Baba dan Nona Tionghoa di Flores

blogger templates
Bupati Lembata (NTT) Baba Yance  bersama istri dan anak.

Di kampung halaman saya, Flores Timur, Lembata, Alor, Provinsi Nusa Tenggara Timur, orang Tionghoa cukup banyak. Bahkan, saat ini Bupati Lembata dijabat Yance Sunur, warga keturunan Tionghoa alias baba. No problem! Orang Lembata sejak dulu sudah biasa bergaul dengan Tionghoa dan sebaliknya.

Berbeda dengan di Jawa, semua orang Tionghoa di Flores dipanggil BABA (laki-laki) dan NONA (wanita). Baik yang masih anak-anak, gadis, atau nenek-nenek tetap disapa NONA. Istilah NYONYA tidak dikenal di kampung saya.

Sewaktu masih kecil di Lembata ada lagu daerah terkenal berjudul NONA MEI TAN ALEN BLARA: Nona Mei Tan Sakit Pinggang. Nona Metan ini istri pengusaha sukses di Lewoleba, kota kabupaten. Lagunya lucu dan asyik!

Baba Kok Sin dulu pemilik satu-satunya hotel di Lembata. Baba Koling punya toko besar dan pabrik es. Baba Kok Sin pemilik kapal penumpang yang disebut bis laut. Baba Ici juragan terang bulan di Larantuka.

Singkatnya, semua laki-laki keturunan Tionghoa disapa baba. Istri dan anak perempuannya nona. Mengapa dipanggil baba dan nona? Yah, dari zaman dulu sudah begitu. Tapi kenapa? Orang NTT biasanya tak bisa jawab.

Saya sendiri pun baru tahu asal-usul baba atau babah setelah hijrah ke Jawa Timur. Itu pun setelah membaca buku-buku tentang Tionghoa.

Awalnya saya heran karena saya tak pernah dengan warga Jatim memanggil orang Tionghoa dengan kata sandang BABA. Kok beda dengan di Flores? Bukankah sama-sama Tionghoa? Begitu saya membatin.

## Daftar Entri:
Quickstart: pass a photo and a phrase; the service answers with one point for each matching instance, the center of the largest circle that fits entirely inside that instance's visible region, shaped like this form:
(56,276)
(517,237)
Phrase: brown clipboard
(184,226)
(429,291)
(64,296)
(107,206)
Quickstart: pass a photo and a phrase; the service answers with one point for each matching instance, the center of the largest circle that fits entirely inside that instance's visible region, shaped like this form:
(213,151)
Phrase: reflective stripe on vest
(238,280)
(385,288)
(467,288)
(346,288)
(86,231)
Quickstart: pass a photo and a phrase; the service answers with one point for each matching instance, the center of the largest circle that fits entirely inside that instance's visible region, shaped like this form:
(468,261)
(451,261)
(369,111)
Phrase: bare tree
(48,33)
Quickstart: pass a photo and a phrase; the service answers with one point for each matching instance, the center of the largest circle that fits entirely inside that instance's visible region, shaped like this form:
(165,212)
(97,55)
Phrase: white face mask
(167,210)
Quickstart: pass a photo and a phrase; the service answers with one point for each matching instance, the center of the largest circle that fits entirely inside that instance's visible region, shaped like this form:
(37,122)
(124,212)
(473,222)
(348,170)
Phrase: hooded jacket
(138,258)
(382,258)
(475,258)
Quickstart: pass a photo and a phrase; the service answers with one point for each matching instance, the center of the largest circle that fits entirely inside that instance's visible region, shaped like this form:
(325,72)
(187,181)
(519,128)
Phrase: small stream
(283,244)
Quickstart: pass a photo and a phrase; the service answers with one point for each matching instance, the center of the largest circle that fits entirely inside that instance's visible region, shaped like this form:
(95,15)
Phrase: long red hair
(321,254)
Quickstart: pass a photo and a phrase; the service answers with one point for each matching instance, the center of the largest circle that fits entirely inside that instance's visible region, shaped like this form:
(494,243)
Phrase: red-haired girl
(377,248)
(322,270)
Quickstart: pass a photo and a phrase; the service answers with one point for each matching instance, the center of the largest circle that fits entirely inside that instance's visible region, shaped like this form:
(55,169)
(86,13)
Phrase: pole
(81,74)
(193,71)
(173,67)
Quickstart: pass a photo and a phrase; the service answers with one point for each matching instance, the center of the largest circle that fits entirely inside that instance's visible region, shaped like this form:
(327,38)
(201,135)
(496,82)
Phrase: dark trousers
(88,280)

## Instruksi Tugas A:
Jawablah pertanyaan berikut berdasarkan teks tentang baba dan nona di Flores.
(i) Siapa yang saat ini menjabat Bupati Lembata?
(ii) Sapaan apa yang tidak dikenal di kampung halaman penulis teks?
(iii) Siapa juragan terang bulan di Larantuka?
## Instruksi Tugas B:
Dari paragraf yang diawali "Baba Kok Sin dulu pemilik" dalam teks tentang baba dan nona di Flores, sebutkan semua usaha atau milik para baba beserta nama pemiliknya.
Materi di atas tidak ada hubungannya dengan teks tentang baba dan nona di Flores.

## Jawaban A:
(i) Yance Sunur.
(ii) NYONYA.
(iii) Baba Ici.

## Jawaban B:
- Satu-satunya hotel di Lembata: Baba Kok Sin
- Toko besar: Baba Koling
- Pabrik es: Baba Koling
- Kapal penumpang yang disebut bis laut: Baba Kok Sin
- Usaha terang bulan di Larantuka: Baba Ici